The problem with being a big-thing Victorian, as Tennyson was, is that our Modernists came after them. Even though you can see the influences of the Victorians on the early work of the Modernists, you can also see the things they came to reject in search of an art for their own time. In those scattered small settlements where page poetry is still read or studied, we are many times more likely to be reading Hopkins or Hardy for the English, or Dickinson or Whitman for Americans or hinge figures like Yeats who spanned the eras than Tennyson.
Besides the street in my tiny town, Tennyson lives on in a handful of phrases from his poems that have become commonplace mottos such as “It’s better to have loved and lost, than never to have loved at all,” which is famous enough that many people think it must be Shakespeare’s.

Goal: In the passage on Tennyson, condense the paragraph beginning "The problem with being a big-thing Victorian" into a short list of its main points.

Stored rows:
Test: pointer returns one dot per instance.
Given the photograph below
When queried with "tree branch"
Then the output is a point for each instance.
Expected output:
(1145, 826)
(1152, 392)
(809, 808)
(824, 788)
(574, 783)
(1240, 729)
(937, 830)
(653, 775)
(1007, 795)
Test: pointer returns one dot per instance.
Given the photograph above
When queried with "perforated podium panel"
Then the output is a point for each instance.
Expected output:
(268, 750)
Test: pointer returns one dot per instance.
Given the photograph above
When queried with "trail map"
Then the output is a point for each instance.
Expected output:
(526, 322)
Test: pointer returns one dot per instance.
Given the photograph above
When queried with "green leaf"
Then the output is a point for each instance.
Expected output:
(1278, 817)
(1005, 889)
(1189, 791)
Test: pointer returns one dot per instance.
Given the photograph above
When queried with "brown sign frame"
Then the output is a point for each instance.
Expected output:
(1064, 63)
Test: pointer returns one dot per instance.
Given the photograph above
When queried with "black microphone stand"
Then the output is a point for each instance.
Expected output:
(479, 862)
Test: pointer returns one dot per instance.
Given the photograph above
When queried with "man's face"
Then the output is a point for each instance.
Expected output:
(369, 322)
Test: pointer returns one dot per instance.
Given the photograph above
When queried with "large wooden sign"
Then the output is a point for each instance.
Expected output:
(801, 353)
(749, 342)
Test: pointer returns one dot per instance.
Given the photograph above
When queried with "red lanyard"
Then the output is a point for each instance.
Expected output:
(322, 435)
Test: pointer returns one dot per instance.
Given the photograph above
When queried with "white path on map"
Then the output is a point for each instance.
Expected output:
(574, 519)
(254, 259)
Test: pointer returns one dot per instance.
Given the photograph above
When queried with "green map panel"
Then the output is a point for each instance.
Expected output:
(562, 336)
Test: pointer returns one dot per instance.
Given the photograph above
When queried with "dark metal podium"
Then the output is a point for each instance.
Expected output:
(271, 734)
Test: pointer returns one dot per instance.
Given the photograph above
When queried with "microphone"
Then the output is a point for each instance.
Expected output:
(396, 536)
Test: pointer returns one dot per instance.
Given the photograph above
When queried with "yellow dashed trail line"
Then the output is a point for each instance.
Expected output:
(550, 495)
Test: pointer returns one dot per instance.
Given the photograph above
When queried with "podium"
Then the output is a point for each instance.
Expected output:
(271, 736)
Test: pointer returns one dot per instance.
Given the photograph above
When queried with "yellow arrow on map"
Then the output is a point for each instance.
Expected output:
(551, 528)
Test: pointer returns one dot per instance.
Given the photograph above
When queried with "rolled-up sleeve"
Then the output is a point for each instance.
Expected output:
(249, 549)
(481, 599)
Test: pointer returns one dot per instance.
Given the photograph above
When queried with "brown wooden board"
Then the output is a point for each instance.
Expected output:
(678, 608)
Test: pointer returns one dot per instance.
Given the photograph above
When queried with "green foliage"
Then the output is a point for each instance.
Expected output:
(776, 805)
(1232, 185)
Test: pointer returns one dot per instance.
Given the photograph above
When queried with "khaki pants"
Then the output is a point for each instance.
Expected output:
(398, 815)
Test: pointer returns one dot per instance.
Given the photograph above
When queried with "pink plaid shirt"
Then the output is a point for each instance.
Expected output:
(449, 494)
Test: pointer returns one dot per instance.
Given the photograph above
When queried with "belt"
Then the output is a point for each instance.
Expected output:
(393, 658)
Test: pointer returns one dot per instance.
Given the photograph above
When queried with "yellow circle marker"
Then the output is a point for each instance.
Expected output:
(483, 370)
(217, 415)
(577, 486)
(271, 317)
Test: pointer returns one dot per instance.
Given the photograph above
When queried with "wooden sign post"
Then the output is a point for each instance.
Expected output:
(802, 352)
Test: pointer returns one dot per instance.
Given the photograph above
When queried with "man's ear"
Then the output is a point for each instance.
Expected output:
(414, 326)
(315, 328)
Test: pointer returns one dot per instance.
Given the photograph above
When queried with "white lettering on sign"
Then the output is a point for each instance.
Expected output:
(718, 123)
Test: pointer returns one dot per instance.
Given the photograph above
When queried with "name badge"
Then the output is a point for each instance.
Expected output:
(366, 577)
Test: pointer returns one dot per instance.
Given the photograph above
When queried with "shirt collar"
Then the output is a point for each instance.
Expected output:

Response to the exercise:
- Tennyson, a major Victorian, suffers from having been followed by the Modernists.
- The Modernists' early work shows Victorian influences, but also what they rejected while seeking an art for their own time.
- Where page poetry is still read or studied, readers are far more likely to turn to Hopkins or Hardy (English), Dickinson or Whitman (American), or era-spanning figures like Yeats than to Tennyson.